Barely out of her teens, Kayla already has some dark and painful secrets – and she’s far from the only one. In Still, a moving and insightful debut novel about sex work and street life by Kelowna, B.C.–based author, writing instructor, and long-time social advocate Joanna Cockerline, trauma is not in short supply. 

Nearly everyone in this book’s ensemble cast of unhoused or street-involved individuals is facing one or more demons that often have less to do with their personal integrity than with the damaging impact of external forces. And while Still suffers from moments of didacticism, Cockerline is successful in creating a compelling narrative while exploring both the suffering and grace in her characters’ lives with sensitivity and care.

Home, for Kayla, used to be a farm outside Guelph, Ontario, where she cared for a gentle gelding named Buddy, before a life-changing injury stole her dream of training horses professionally. Now home is the rough street corners of Leon Avenue in downtown Kelowna, where Kayla engages in sex work for survival, all her possessions housed in a single backpack.

* Extracted entries
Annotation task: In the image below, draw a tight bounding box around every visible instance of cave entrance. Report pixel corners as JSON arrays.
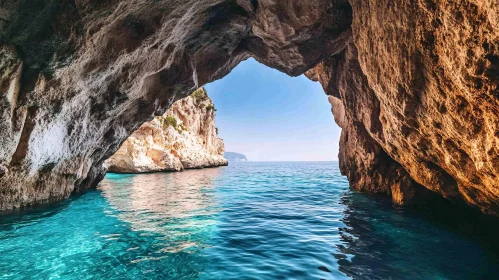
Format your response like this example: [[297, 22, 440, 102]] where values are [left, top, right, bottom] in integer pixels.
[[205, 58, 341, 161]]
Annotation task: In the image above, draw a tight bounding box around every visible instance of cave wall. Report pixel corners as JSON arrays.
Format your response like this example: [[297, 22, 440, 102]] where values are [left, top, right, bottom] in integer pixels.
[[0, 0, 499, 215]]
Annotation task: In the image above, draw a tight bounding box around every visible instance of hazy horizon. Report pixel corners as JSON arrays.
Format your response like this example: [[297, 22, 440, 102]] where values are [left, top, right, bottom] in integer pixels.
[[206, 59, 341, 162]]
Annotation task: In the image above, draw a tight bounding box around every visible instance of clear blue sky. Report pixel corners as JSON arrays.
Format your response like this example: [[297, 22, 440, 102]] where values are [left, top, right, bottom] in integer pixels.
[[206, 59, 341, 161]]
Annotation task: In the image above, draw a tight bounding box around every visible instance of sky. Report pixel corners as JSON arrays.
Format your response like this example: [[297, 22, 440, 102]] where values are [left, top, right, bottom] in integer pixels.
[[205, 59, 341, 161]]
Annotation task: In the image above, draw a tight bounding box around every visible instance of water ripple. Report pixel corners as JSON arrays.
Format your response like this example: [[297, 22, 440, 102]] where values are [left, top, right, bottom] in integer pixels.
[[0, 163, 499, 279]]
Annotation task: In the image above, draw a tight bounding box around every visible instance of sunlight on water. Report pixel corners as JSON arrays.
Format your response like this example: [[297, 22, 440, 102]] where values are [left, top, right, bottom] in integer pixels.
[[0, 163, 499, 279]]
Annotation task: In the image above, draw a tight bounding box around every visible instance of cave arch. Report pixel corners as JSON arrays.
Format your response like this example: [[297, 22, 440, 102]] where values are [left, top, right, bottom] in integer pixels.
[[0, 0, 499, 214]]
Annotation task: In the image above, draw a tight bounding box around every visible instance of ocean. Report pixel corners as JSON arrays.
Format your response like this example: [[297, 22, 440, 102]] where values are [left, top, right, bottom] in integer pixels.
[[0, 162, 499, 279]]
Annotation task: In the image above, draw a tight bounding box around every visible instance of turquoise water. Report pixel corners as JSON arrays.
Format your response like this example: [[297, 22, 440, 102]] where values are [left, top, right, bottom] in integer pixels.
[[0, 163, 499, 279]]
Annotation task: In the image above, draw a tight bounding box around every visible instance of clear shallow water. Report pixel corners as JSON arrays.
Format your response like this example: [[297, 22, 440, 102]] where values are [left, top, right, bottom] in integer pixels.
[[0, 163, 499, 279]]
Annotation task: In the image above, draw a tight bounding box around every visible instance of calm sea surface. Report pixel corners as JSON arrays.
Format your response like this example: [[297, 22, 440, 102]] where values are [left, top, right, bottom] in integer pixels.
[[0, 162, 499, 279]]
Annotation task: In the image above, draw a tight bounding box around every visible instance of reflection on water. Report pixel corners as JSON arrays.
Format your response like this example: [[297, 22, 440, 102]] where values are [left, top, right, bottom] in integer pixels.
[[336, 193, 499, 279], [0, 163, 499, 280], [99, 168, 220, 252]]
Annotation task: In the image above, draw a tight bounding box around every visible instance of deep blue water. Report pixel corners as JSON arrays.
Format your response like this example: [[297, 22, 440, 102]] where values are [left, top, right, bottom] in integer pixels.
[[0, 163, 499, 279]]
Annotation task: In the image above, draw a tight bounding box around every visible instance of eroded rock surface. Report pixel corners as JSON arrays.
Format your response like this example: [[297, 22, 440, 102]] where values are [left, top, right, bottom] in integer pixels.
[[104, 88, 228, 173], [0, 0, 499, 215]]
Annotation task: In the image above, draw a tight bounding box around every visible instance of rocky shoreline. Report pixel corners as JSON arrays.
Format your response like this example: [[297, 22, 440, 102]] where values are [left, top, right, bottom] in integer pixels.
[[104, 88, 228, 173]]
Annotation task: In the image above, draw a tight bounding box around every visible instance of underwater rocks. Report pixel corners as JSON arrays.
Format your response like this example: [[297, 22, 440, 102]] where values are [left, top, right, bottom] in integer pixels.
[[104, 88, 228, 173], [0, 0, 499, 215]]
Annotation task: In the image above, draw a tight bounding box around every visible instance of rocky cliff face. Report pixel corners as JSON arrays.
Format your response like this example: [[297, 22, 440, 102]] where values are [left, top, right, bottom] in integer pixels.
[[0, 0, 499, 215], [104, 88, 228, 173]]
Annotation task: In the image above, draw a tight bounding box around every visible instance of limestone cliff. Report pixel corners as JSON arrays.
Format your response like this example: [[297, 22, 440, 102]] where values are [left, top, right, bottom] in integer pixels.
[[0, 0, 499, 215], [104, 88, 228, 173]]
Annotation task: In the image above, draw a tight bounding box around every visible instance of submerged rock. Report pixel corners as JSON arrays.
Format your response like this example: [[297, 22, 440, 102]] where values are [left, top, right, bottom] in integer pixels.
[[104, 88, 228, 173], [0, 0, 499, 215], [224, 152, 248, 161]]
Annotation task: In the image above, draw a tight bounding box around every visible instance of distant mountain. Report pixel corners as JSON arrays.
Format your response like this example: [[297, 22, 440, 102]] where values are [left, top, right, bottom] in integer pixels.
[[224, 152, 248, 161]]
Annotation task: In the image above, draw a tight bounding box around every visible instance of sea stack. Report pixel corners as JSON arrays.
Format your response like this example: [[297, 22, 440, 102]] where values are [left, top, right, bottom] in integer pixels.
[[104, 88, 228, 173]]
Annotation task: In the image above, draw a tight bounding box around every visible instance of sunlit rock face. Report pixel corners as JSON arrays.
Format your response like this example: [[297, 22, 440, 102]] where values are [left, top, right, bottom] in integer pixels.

---

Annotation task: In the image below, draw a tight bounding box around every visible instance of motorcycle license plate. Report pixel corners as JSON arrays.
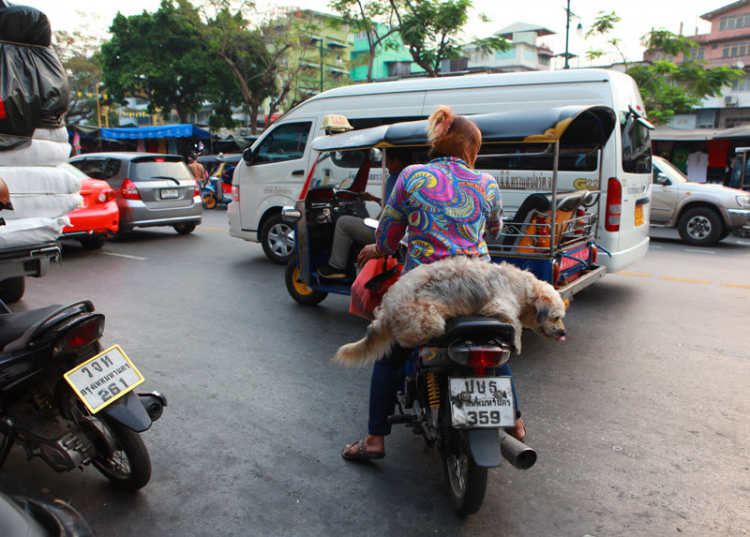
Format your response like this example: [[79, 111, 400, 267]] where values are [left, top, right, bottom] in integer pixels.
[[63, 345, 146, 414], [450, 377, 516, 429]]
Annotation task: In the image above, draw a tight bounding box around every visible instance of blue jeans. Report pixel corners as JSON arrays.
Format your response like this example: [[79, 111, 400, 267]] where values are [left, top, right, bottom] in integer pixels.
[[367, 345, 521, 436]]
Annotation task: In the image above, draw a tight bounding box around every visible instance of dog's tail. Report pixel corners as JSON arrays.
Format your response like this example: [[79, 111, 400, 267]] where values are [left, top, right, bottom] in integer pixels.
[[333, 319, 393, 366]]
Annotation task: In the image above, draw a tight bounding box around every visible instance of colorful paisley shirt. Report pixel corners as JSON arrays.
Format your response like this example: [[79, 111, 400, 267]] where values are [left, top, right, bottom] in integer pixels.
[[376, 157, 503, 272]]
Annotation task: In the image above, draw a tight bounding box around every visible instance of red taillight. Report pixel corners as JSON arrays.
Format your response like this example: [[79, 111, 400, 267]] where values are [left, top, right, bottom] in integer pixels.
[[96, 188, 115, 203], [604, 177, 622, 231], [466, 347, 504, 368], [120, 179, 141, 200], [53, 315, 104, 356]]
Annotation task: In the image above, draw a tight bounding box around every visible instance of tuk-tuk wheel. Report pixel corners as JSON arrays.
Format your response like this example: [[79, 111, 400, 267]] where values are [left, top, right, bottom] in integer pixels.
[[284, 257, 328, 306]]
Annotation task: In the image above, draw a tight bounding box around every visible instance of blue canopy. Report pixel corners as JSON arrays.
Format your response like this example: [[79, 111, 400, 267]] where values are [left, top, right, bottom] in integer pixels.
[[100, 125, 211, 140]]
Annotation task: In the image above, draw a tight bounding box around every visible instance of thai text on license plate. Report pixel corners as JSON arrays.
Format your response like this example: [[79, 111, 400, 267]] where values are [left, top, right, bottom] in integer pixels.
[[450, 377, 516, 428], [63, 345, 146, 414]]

==

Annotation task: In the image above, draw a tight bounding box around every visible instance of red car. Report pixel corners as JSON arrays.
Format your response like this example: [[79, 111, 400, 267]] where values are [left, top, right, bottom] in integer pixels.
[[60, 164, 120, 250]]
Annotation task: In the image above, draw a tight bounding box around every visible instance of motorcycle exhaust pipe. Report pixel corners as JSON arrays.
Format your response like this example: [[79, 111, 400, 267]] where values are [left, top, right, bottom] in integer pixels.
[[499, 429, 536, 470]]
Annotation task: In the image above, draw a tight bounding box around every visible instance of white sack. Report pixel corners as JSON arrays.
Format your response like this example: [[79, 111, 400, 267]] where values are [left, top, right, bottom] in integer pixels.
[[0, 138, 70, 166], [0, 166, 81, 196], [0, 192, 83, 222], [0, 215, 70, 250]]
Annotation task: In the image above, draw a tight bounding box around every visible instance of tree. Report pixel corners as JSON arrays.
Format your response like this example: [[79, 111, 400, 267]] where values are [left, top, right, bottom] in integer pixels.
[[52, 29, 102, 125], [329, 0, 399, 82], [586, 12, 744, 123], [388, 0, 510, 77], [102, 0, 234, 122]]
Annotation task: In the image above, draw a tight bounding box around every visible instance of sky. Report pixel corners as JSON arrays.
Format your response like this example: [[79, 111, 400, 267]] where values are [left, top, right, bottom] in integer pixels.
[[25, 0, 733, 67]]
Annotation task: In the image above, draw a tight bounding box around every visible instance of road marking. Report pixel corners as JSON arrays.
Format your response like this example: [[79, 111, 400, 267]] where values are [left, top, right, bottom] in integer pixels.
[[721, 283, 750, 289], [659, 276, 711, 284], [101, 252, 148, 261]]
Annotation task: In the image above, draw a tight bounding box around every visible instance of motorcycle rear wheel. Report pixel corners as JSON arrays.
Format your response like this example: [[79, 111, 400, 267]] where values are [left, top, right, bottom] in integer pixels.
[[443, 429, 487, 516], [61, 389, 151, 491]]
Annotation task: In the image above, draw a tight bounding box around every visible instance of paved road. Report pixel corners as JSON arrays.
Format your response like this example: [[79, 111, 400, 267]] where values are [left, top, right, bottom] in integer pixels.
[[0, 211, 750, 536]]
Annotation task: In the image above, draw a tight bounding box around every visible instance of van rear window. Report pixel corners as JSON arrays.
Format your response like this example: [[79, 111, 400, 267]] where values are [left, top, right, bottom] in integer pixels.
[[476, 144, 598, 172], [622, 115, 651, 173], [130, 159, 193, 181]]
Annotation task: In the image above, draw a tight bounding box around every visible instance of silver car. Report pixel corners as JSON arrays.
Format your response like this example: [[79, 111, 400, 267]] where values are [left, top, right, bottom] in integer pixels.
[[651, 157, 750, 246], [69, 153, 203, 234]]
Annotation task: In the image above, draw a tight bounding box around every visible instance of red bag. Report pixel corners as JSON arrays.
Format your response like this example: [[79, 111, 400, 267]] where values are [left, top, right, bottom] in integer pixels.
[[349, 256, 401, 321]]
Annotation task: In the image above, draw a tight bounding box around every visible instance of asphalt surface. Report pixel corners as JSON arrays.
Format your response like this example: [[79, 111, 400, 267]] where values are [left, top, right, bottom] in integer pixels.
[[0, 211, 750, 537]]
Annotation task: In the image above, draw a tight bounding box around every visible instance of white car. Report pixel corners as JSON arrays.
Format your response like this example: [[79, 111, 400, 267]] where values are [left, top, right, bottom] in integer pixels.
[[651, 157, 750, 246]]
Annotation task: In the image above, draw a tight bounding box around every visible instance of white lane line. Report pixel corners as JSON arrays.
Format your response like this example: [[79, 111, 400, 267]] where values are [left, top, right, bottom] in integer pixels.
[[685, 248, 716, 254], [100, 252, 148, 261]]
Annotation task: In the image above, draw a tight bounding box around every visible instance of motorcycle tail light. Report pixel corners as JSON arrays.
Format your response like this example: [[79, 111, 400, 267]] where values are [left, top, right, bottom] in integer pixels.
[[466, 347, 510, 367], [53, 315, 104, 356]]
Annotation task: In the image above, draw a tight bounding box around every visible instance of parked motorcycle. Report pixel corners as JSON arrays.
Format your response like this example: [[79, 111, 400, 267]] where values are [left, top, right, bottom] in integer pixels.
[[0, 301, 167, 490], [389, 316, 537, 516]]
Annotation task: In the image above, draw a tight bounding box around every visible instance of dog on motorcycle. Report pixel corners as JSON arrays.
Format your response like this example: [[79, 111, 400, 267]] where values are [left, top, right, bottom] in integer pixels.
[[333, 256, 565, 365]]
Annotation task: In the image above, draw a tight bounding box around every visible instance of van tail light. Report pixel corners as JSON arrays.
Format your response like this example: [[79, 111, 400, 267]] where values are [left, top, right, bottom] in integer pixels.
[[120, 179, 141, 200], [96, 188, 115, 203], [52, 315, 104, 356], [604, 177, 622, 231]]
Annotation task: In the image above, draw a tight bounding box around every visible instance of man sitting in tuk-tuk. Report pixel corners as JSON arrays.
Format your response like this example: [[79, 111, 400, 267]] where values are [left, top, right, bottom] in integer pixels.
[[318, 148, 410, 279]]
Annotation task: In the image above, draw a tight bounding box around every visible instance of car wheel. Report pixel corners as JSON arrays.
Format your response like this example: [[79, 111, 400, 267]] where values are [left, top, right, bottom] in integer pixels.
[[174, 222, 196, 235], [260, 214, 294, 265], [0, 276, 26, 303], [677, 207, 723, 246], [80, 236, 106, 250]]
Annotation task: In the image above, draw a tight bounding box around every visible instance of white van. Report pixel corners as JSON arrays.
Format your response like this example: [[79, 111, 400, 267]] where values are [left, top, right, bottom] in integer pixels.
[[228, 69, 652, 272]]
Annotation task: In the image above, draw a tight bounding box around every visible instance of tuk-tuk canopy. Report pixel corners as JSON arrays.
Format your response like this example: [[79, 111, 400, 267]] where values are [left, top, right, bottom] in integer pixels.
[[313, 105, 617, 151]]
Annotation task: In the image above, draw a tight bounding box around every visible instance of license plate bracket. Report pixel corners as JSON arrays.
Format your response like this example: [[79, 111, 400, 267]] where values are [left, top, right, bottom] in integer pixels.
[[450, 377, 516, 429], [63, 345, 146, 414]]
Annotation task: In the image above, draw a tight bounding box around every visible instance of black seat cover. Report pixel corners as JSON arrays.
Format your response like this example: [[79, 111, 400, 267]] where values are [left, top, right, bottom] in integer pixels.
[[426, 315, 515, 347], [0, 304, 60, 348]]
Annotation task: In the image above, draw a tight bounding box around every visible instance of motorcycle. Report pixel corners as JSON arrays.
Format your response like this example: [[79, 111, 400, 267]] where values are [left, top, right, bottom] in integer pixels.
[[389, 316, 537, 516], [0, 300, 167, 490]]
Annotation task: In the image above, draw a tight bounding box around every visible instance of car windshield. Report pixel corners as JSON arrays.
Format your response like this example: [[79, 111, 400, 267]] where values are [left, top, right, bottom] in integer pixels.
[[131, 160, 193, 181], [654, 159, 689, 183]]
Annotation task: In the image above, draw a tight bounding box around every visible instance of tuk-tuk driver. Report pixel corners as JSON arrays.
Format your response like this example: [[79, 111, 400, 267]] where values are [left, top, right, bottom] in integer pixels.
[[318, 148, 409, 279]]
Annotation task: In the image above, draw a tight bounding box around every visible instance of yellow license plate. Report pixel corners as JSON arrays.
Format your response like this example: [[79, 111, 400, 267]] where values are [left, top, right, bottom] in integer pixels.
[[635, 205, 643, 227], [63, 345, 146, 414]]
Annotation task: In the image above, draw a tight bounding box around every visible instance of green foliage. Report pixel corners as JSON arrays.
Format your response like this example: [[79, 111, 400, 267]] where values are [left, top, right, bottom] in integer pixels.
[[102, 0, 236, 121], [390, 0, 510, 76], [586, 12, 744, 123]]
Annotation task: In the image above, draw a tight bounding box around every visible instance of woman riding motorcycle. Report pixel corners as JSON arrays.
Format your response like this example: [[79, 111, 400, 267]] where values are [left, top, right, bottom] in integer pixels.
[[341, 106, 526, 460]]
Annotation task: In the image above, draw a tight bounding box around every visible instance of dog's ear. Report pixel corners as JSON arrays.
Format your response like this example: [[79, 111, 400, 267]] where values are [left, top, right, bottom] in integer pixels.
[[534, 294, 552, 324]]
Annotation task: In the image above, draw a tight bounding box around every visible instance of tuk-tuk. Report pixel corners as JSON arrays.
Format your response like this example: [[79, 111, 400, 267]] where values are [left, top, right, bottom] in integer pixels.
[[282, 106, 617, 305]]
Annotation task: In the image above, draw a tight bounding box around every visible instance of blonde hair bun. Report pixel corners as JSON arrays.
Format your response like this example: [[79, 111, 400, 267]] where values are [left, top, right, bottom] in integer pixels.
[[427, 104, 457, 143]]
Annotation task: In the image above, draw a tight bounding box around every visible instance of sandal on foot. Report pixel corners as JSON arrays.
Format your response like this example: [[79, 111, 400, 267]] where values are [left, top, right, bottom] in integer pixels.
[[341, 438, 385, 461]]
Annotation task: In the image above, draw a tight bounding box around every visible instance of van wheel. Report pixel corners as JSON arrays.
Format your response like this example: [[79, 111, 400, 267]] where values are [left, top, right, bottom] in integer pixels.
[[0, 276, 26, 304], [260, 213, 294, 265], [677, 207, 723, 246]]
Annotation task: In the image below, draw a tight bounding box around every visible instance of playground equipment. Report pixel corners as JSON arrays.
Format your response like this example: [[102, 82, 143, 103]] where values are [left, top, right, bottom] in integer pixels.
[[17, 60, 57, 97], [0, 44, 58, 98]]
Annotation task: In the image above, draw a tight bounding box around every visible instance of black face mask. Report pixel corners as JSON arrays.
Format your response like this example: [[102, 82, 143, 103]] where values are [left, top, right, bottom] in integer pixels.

* Goal of the exercise
Set down word for word the passage of the book review above that begins with "Nearly everyone in" and ends with "a single backpack.".

* Task answer
Nearly everyone in this book’s ensemble cast of unhoused or street-involved individuals is facing one or more demons that often have less to do with their personal integrity than with the damaging impact of external forces. And while Still suffers from moments of didacticism, Cockerline is successful in creating a compelling narrative while exploring both the suffering and grace in her characters’ lives with sensitivity and care.

Home, for Kayla, used to be a farm outside Guelph, Ontario, where she cared for a gentle gelding named Buddy, before a life-changing injury stole her dream of training horses professionally. Now home is the rough street corners of Leon Avenue in downtown Kelowna, where Kayla engages in sex work for survival, all her possessions housed in a single backpack.